* Exercise goal
Please copy out the records that follow exactly as they stand.

* Excerpted records
>>>

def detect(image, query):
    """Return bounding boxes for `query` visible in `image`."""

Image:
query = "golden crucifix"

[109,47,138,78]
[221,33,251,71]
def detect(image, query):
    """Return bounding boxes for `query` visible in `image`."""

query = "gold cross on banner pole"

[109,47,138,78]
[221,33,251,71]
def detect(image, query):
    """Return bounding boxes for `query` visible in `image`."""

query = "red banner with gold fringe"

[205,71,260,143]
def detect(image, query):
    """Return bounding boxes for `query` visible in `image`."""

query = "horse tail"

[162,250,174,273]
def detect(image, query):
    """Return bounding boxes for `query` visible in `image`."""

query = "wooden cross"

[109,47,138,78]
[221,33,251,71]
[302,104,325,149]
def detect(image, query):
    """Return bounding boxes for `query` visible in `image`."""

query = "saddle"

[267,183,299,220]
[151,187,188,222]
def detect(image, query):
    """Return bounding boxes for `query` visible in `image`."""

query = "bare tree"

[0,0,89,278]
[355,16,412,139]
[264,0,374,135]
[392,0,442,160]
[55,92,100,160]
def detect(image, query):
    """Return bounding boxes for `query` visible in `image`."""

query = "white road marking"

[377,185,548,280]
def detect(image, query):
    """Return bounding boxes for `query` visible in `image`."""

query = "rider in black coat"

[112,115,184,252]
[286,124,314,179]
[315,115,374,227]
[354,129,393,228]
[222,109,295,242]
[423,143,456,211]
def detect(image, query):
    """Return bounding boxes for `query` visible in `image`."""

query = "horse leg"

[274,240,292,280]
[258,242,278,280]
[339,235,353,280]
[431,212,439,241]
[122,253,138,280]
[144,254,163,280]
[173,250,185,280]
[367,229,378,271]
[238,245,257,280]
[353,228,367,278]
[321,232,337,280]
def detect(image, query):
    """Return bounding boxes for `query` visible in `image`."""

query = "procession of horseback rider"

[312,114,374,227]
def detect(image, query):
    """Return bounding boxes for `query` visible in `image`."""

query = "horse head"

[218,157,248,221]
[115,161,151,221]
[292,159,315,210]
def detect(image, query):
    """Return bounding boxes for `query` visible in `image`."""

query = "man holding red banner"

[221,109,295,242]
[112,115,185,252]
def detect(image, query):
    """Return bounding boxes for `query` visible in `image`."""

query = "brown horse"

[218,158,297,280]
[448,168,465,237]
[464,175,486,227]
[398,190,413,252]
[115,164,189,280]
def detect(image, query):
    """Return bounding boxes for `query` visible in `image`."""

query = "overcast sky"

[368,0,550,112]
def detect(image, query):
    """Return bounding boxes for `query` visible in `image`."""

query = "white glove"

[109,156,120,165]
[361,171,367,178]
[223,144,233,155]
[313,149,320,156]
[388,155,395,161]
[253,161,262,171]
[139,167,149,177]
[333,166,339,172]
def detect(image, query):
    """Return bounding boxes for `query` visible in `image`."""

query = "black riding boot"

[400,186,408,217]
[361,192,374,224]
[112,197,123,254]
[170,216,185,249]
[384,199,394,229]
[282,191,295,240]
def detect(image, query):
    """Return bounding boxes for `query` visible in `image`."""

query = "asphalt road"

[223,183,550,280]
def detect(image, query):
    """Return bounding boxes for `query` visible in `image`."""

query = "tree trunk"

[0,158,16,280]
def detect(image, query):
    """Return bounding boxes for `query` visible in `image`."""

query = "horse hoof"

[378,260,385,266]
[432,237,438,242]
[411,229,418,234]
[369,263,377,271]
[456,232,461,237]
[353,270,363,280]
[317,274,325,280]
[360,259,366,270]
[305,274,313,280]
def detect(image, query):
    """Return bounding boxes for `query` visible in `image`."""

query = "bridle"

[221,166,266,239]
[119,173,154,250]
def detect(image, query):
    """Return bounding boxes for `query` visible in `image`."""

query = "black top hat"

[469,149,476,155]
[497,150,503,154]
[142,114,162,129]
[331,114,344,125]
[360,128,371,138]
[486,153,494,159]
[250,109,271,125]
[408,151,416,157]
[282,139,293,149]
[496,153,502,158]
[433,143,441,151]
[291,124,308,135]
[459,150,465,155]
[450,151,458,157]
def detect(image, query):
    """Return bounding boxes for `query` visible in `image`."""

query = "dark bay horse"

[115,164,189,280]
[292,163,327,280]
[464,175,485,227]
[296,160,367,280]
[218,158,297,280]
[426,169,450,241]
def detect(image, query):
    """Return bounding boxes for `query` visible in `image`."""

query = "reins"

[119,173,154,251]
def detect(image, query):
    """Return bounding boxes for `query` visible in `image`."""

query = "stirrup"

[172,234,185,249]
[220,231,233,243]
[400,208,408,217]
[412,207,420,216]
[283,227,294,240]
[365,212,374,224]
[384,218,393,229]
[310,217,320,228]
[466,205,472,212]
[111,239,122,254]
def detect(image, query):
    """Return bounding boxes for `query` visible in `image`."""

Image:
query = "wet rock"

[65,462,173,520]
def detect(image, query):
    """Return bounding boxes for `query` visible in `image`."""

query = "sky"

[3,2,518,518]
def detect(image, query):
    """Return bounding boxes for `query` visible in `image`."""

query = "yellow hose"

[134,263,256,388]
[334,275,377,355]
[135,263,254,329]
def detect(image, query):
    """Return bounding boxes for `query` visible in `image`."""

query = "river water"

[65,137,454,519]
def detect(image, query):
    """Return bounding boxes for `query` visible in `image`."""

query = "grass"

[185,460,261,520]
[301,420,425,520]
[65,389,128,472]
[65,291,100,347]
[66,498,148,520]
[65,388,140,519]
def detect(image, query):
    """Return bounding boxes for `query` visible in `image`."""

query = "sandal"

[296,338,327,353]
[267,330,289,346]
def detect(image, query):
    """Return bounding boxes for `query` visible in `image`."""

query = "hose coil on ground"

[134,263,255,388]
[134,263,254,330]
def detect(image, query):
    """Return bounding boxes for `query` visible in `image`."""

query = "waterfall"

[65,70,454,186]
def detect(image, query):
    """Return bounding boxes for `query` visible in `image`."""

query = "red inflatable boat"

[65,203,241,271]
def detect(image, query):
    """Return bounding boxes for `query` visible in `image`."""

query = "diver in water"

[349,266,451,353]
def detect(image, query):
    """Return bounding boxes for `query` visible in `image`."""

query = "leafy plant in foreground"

<<<

* Response area
def detect(image, query):
    """Return bounding boxes for `query` visible in `image`."""

Image:
query = "golden crucifix"

[109,47,138,78]
[221,33,251,71]
def detect(image, query):
    """Return bounding boxes for `query` visible in `image`."""

query = "gold cross on banner pole"

[109,47,138,78]
[221,33,251,71]
def detect(image, query):
    """Return bounding boxes for `query` visible in `image`."""

query = "red banner with gold fringe"

[205,71,260,143]
def detect(image, query):
    """Return bounding boxes for `query` visible in `image`."""

query = "horse tail"

[162,250,174,273]
def detect(image, query):
    """Return bounding boxes for `query` visible in `image`."""

query = "wooden cross"

[109,47,138,78]
[221,33,251,71]
[302,104,325,149]
def detect(image, query):
    """Return bounding boxes for `query` visible in `image`."""

query = "saddle"

[267,183,299,220]
[151,187,188,222]
def detect(image, query):
    """Return bounding boxes for `query` visible in `image`."""

query = "bare tree"

[0,0,89,278]
[355,16,412,139]
[264,0,374,135]
[392,0,442,160]
[55,92,100,160]
def detect(image, query):
    """Return bounding boxes for `query` visible in `image`."""

query = "white road marking"

[377,185,548,280]
def detect(image, query):
    """Return bounding boxes for `query` visible in `image`."""

query = "rider in black coat"

[112,115,184,252]
[286,124,314,179]
[315,115,374,227]
[354,129,393,228]
[222,109,295,242]
[423,143,456,211]
def detect(image, query):
    """Return bounding boxes for `query` visible in `image`."""

query = "horse leg"

[274,240,292,280]
[258,242,278,280]
[339,235,353,280]
[431,212,439,241]
[122,253,138,280]
[144,254,163,280]
[173,250,185,280]
[367,229,378,271]
[238,245,257,280]
[353,228,367,278]
[321,232,337,280]
def detect(image, query):
    """Return bounding boxes for `query` visible in `image`."""

query = "procession of horseback rider"

[312,114,374,227]
def detect(image, query):
    """Return bounding boxes for `query` visible in `image`."""

query = "horse head"

[218,157,248,221]
[115,161,151,221]
[292,159,315,210]
def detect(image, query):
    """Return bounding boxes for `query` visible in `image`."""

query = "man holding red banner"

[221,109,295,242]
[112,115,185,252]
def detect(image, query):
    """Return bounding boxes for `query` visible in `image`."""

query = "brown horse"

[218,158,297,280]
[448,168,465,237]
[464,175,486,227]
[398,190,413,252]
[115,164,189,280]
def detect(image, query):
    """Return bounding boxes for `query` visible in `image`."""

query = "overcast sky"

[368,0,550,112]
def detect(image, query):
    """Return bounding boxes for `query` visible in `image`."""

query = "white glove"

[109,156,120,165]
[361,171,367,178]
[223,144,233,155]
[313,149,320,156]
[388,155,395,161]
[253,161,262,171]
[139,167,149,177]
[333,166,339,172]
def detect(image, query):
    """Return bounding boxes for `query` visible in `image`."""

query = "black riding boot"

[400,186,408,217]
[361,192,374,224]
[112,197,123,254]
[170,216,185,249]
[384,199,394,229]
[282,191,295,240]
def detect(image, query):
    """Return bounding boxes for `query` visible in `image`."""

query = "asphalt road"

[223,183,550,280]
def detect(image, query):
    """Return bounding boxes for `query` visible in `image`."""

query = "tree trunk"

[0,158,16,280]
def detect(image, query):
    """Return bounding boxes for `query` visible in `image`."""

query = "horse hoof"

[378,260,385,266]
[432,237,438,242]
[411,229,418,234]
[369,263,377,271]
[456,232,461,237]
[353,270,363,280]
[317,274,325,280]
[360,259,366,270]
[305,274,313,280]
def detect(image, query):
    """Return bounding boxes for `query` visible in `image`."""

query = "bridle"

[221,166,266,239]
[119,173,154,250]
def detect(image, query):
    """Return bounding boxes for `query` visible in `image`."""

query = "black top hat"

[469,149,476,155]
[497,150,503,154]
[142,114,162,129]
[331,114,344,125]
[360,128,371,138]
[486,153,494,159]
[250,109,271,125]
[408,151,416,157]
[282,139,293,149]
[496,153,502,158]
[433,143,441,151]
[291,124,308,135]
[459,150,465,155]
[450,151,458,157]
def detect(image, query):
    """Return bounding boxes for `query` visible in `image`."""

query = "dark bay horse"

[115,164,189,280]
[292,163,327,280]
[464,175,485,227]
[296,160,367,280]
[218,158,297,280]
[426,169,450,241]
def detect(image, query):
    """Return bounding boxes for `query` visible in `image`."""

query = "reins"

[119,173,154,251]
def detect(image, query):
    """Return bounding boxes for `query` visible in `image`."""

query = "stirrup"

[172,234,185,249]
[220,231,233,243]
[400,208,408,217]
[412,207,420,216]
[283,227,294,240]
[365,212,374,224]
[384,218,393,229]
[310,217,320,228]
[466,205,472,212]
[111,239,122,254]
def detect(image, query):
    """Return bounding boxes for `query` visible in `image`."""

Image:
query = "wet rock"

[65,462,173,520]
def detect(image, query):
    """Return bounding boxes for `query` visible in `image`."""

query = "sky"

[3,2,518,518]
def detect(image, query):
    """Return bounding boxes for `query` visible in `image`."""

query = "yellow hose"

[134,263,256,388]
[334,275,377,355]
[135,263,254,329]
def detect(image, query):
    """Return bounding boxes for `query` visible in `image`."""

query = "river water"

[65,137,454,519]
def detect(image, query):
    """Return bounding boxes for `query` visible in `image`."""

query = "grass"

[185,460,261,520]
[301,420,425,520]
[65,389,128,472]
[65,291,100,347]
[66,498,148,520]
[65,388,140,519]
def detect(image, query):
    """Return bounding boxes for `query` visible in `image`."""

query = "sandal"

[296,338,327,353]
[267,330,289,346]
def detect(image, query):
    """Return bounding boxes for `query` visible in `image`."""

query = "hose coil on ground"

[134,263,255,388]
[134,263,254,330]
def detect(image, query):
    """Return bounding boxes for `query` visible in `image`."""

query = "waterfall"

[65,70,454,186]
def detect(image, query):
    """Return bounding boxes for `query` visible in `image`."""

query = "red inflatable boat"

[65,203,241,271]
def detect(image, query):
    """Return bounding boxes for `query` visible in `image`."""

query = "diver in water"

[349,266,451,353]
def detect(image, query):
    """Return bounding boxes for `query` visible in `image`."""

query = "leafy plant in foreground"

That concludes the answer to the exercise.